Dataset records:
________________________

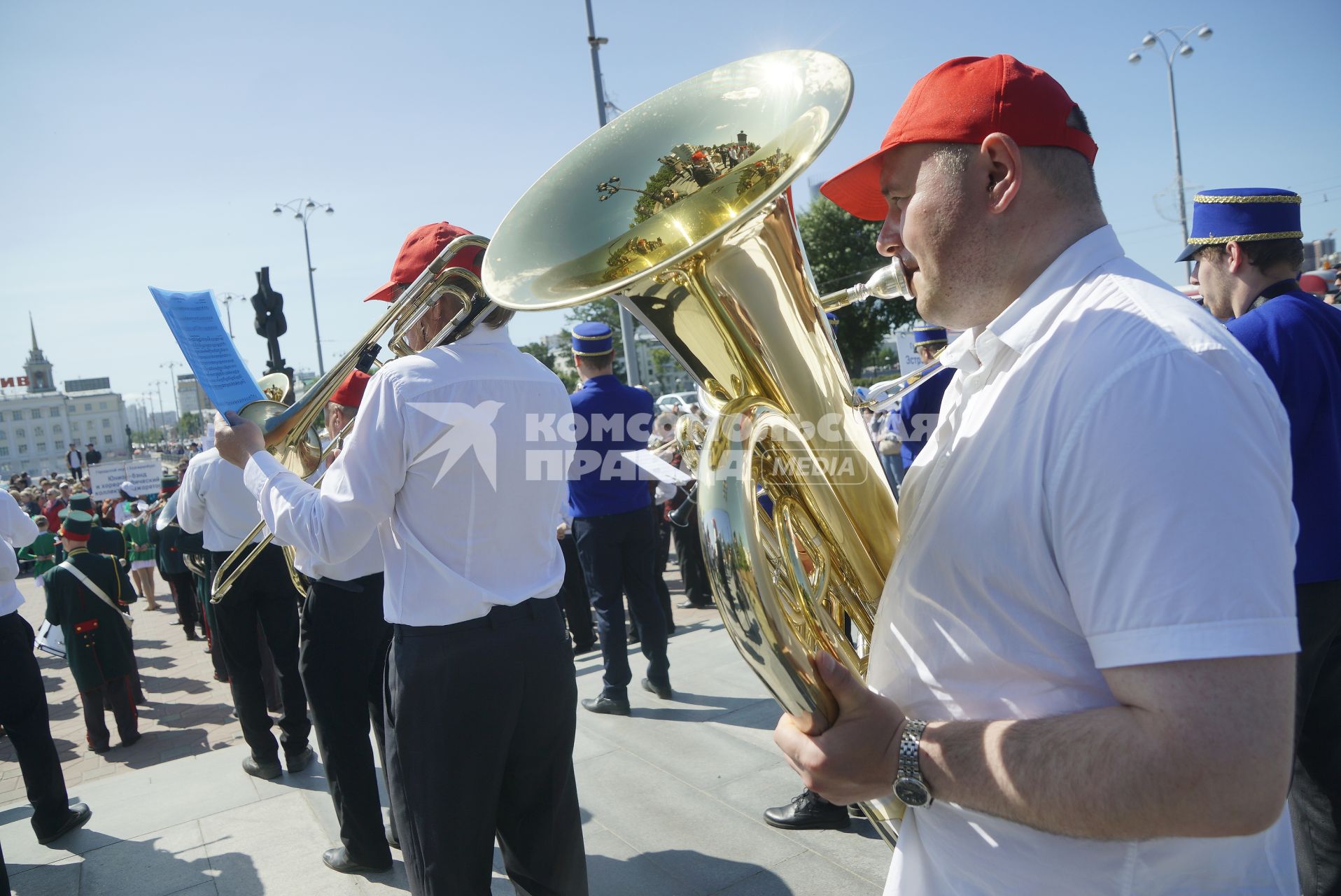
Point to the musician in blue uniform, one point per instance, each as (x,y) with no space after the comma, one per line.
(1247,248)
(615,533)
(919,408)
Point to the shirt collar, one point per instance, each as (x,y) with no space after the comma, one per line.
(1025,318)
(483,335)
(604,382)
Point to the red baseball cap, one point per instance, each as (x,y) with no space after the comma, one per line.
(962,102)
(420,248)
(351,393)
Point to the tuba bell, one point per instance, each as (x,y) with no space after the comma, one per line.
(682,209)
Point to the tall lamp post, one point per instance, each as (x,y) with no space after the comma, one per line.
(1181,48)
(601,106)
(302,209)
(228,298)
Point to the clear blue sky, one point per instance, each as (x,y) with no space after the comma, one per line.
(145,143)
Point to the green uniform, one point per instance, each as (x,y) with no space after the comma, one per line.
(45,545)
(108,541)
(97,639)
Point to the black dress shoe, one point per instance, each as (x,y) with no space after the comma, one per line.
(808,812)
(339,860)
(660,690)
(80,813)
(606,706)
(267,770)
(300,761)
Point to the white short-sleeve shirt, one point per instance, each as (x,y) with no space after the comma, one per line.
(1108,484)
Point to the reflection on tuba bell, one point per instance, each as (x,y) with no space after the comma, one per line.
(682,209)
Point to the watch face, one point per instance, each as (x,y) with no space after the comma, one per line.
(912,792)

________________________

Every entry, word for word: repeat it, but skip the images.

Point to the musician in blue uniform, one point per instance, each as (x,y) with no space after the comma, one per line.
(1247,248)
(615,533)
(919,408)
Point to the shirt collar, one point per instance, each as (x,y) with no space after the comma, one per line.
(1025,318)
(483,335)
(604,382)
Point to the red baseball cap, one point per instance, each as (x,y) with no space after the comma, one per line.
(962,102)
(420,248)
(351,393)
Point to the tuba bell, one point per instance, each as (x,y) with no space after the comma, one per line.
(682,209)
Point to the tall lamp post, one point per instance, each as (x,y) with no space after the comma, one per line.
(1181,48)
(601,106)
(302,209)
(228,298)
Point to the clear blue sky, one point per instance, each as (x,y) with no space after the comma, one per line.
(145,143)
Point to the green uniform, one point per instance, each as (x,y) with no space after the comma, one per line.
(45,545)
(108,541)
(97,639)
Point to the black dress shoe, one point per instance, each as (x,y) with no space after the comma, one per line.
(808,812)
(339,860)
(660,690)
(80,813)
(606,706)
(267,770)
(300,761)
Point to the white short-sleeve shirt, one point per instance, each as (x,y) with no space after the comma, one per line.
(1108,484)
Point to the reflection on tuba bell, one point per instance, each as (x,y) with no space after the comma, one per line.
(682,209)
Point to the watch face, one point per instance, each as (x,y) with no space after the comma, one per line.
(912,792)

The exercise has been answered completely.